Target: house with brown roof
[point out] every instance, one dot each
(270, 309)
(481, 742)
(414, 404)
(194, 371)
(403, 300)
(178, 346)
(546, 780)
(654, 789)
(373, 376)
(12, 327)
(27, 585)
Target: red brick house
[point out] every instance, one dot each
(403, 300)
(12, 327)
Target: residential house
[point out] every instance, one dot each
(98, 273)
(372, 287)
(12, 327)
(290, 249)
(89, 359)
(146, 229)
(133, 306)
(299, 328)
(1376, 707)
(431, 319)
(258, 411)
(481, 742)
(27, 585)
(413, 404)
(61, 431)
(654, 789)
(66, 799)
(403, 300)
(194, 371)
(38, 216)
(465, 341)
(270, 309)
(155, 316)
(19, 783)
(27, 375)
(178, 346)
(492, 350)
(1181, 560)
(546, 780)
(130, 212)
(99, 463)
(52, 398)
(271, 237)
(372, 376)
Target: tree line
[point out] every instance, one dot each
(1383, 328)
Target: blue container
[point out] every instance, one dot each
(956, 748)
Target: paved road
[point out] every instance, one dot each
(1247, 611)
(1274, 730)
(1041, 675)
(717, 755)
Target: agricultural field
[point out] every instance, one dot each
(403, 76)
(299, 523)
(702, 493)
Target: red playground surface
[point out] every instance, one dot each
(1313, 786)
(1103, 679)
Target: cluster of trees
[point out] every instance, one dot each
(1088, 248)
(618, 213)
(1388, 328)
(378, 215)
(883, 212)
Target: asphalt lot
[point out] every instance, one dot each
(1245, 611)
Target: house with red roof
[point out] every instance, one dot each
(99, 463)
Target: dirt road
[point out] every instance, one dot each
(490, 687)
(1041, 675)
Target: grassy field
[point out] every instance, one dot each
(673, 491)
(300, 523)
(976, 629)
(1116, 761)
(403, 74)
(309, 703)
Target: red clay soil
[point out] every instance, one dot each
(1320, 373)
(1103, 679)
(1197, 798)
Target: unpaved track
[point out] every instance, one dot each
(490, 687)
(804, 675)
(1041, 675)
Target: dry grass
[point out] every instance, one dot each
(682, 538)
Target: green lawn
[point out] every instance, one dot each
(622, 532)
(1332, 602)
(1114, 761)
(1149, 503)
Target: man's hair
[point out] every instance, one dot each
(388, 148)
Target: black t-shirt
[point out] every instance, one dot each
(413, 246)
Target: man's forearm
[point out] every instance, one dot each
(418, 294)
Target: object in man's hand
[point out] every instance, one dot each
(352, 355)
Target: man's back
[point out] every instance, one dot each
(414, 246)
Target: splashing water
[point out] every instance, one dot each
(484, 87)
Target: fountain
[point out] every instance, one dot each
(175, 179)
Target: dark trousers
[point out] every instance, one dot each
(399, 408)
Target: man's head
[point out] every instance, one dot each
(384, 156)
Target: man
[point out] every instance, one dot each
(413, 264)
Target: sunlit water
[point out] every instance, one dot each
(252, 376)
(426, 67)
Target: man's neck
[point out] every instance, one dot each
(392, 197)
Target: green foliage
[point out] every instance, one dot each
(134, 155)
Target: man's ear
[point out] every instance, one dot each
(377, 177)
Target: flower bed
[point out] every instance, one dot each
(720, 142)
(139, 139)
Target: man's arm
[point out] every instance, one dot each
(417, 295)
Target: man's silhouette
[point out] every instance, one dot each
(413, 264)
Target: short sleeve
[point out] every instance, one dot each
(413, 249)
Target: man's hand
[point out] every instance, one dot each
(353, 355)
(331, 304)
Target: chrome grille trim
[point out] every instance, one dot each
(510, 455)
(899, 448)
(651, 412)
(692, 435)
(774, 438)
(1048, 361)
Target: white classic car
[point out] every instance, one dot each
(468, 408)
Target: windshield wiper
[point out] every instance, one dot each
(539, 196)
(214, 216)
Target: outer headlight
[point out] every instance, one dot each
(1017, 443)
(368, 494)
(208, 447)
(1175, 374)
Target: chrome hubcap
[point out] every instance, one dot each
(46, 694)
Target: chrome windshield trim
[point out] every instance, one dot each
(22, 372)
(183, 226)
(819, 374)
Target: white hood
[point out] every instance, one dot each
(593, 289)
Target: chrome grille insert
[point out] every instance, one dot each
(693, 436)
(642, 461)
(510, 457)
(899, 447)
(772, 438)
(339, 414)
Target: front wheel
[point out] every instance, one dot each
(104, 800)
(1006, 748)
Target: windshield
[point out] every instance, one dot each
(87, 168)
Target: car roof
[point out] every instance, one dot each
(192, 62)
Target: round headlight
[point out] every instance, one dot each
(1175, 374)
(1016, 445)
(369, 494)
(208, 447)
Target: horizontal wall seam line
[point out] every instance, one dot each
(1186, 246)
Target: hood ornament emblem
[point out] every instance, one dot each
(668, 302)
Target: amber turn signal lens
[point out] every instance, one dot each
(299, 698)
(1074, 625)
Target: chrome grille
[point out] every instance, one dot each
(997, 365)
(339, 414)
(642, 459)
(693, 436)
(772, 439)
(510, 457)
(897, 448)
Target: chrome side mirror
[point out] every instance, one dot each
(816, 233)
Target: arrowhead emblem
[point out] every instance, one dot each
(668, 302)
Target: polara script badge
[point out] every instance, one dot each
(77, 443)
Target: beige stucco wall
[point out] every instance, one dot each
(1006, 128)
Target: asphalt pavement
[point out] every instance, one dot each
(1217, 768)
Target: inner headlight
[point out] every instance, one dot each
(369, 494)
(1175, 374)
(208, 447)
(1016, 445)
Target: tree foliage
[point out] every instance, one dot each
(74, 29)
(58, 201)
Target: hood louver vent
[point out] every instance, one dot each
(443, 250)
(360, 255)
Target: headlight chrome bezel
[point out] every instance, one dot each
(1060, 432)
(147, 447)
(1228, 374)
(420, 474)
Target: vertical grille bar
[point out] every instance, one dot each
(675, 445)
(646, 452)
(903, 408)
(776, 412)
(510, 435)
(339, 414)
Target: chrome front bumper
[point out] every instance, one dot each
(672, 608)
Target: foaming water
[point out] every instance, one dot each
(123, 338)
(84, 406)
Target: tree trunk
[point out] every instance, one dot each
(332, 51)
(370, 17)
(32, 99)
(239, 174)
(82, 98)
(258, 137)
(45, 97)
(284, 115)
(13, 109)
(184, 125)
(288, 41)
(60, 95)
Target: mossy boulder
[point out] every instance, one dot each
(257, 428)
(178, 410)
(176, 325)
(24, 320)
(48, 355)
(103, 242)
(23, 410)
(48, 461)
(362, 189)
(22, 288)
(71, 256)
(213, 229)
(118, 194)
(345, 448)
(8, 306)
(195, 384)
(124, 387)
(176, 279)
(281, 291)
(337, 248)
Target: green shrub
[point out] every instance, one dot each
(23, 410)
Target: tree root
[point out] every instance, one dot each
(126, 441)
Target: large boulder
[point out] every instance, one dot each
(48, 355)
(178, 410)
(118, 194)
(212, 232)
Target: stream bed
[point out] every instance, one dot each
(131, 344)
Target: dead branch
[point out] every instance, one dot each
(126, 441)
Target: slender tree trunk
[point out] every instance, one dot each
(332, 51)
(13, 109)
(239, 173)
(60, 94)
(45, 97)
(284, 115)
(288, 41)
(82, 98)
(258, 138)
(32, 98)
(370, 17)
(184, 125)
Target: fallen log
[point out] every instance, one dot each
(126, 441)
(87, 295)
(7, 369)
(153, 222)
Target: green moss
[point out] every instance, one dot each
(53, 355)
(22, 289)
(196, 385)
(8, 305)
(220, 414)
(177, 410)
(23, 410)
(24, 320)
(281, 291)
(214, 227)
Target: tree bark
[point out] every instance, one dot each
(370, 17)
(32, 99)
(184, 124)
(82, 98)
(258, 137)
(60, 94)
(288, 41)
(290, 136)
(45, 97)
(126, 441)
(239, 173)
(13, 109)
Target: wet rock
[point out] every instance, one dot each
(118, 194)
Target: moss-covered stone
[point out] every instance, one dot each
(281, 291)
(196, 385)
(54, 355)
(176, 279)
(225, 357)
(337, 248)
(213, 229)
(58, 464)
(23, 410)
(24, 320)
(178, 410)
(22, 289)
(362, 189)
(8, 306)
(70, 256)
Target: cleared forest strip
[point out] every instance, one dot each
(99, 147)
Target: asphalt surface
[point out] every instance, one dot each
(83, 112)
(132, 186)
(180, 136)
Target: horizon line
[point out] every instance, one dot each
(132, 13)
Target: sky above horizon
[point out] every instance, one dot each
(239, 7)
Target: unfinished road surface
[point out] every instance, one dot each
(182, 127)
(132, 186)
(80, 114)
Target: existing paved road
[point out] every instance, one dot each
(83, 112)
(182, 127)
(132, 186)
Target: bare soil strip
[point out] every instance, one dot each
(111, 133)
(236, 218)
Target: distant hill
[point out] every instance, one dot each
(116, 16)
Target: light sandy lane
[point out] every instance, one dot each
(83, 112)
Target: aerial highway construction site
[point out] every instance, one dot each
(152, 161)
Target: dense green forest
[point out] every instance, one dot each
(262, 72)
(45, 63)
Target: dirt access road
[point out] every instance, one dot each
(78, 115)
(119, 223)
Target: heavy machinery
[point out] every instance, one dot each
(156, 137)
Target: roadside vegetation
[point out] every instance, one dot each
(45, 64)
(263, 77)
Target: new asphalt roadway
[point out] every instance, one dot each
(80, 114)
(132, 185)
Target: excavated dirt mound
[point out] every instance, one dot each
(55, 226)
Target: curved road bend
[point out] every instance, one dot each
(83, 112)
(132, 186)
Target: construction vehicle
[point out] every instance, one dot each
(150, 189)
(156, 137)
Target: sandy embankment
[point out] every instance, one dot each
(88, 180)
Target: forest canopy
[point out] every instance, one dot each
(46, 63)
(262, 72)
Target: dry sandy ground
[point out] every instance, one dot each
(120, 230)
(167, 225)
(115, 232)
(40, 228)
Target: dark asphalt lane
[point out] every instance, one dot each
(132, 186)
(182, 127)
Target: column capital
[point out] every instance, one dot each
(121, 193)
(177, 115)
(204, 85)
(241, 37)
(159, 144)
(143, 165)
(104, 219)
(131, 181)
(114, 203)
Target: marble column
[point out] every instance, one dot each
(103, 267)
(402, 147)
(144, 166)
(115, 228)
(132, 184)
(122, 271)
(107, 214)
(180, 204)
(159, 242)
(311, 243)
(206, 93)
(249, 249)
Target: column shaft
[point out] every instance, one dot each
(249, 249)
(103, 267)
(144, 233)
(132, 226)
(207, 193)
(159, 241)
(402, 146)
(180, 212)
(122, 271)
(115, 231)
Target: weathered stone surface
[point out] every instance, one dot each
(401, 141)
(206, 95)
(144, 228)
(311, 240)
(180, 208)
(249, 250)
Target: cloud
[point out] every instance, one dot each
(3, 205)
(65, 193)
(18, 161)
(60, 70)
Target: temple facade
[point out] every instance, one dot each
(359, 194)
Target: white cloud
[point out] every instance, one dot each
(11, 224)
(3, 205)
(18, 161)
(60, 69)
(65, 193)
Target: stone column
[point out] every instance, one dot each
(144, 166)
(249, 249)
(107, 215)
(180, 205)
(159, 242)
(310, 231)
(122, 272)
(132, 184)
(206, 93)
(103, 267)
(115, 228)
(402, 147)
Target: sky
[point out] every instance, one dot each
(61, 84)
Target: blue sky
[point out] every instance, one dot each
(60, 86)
····················
— REQUIRED WORK —
Scan the listing for "column" and copy out each line that has it.

— WRITTEN ANSWER —
Target: column capital
Target: marble column
Target: column shaft
Target: stone column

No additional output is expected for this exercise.